▶ What you are asked to do: Search each line below for "wall", then return the lines where it appears.

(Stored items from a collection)
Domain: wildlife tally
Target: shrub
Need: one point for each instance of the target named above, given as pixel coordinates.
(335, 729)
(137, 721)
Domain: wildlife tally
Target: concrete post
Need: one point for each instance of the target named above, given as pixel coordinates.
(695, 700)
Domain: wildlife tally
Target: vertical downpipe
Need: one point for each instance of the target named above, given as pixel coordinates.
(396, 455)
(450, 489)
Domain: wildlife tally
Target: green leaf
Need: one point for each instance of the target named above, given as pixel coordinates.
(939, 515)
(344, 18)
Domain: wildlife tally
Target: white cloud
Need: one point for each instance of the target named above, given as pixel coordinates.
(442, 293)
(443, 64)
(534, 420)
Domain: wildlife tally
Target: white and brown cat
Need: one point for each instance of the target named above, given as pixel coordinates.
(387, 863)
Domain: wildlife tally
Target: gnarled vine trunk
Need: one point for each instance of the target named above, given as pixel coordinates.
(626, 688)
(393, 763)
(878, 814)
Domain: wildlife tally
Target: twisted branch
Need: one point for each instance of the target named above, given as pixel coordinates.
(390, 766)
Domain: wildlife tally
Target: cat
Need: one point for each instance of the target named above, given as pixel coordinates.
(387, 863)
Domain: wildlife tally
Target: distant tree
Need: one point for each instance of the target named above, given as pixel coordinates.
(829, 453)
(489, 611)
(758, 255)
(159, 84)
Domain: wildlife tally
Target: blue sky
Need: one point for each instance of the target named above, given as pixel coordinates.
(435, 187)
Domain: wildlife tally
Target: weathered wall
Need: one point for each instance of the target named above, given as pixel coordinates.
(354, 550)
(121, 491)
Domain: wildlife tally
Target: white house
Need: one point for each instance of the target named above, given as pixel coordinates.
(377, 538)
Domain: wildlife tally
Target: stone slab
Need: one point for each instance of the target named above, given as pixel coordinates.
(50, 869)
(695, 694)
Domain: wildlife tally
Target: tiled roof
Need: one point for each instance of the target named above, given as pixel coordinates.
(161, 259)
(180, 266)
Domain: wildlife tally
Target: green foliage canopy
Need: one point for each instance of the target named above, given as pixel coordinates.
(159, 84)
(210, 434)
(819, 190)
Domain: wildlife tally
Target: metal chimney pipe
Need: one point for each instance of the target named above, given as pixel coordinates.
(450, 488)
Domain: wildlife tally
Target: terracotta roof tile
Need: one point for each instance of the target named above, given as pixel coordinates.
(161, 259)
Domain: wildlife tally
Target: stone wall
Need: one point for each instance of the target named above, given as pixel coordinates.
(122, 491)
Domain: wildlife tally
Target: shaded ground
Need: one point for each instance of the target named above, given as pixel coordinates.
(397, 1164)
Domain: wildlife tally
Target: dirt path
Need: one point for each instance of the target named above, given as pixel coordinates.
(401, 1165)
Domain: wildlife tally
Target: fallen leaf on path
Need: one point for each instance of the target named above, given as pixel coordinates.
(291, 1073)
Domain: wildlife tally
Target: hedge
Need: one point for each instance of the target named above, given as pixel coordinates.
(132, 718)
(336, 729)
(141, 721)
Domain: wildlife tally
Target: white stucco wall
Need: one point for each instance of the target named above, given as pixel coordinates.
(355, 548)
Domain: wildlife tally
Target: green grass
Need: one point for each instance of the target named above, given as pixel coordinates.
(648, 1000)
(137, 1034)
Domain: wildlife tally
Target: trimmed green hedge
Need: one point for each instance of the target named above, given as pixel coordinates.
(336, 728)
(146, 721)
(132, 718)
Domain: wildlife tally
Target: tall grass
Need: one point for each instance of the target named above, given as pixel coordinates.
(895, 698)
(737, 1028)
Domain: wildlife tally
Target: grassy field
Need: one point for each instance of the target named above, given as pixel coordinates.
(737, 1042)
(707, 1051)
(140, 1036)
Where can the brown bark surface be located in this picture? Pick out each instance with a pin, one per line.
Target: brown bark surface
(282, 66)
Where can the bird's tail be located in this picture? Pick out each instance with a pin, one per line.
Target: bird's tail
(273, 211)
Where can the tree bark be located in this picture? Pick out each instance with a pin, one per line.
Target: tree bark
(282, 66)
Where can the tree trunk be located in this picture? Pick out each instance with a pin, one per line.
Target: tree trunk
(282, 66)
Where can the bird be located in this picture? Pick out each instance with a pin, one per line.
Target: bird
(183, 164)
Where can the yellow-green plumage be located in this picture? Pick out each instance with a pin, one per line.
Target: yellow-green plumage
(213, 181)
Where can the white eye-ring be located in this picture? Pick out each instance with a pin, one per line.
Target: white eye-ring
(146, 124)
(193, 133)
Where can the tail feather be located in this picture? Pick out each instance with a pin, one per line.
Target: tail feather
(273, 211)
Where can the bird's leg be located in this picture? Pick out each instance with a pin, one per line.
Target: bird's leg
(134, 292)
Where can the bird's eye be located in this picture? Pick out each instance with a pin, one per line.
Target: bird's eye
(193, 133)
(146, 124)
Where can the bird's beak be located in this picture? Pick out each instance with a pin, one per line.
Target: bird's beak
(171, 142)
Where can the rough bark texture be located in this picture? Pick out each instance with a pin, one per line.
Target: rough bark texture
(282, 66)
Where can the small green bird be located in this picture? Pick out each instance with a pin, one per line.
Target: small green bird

▶ Written solution:
Target: weathered wall
Target: stone wall
Target: white stucco wall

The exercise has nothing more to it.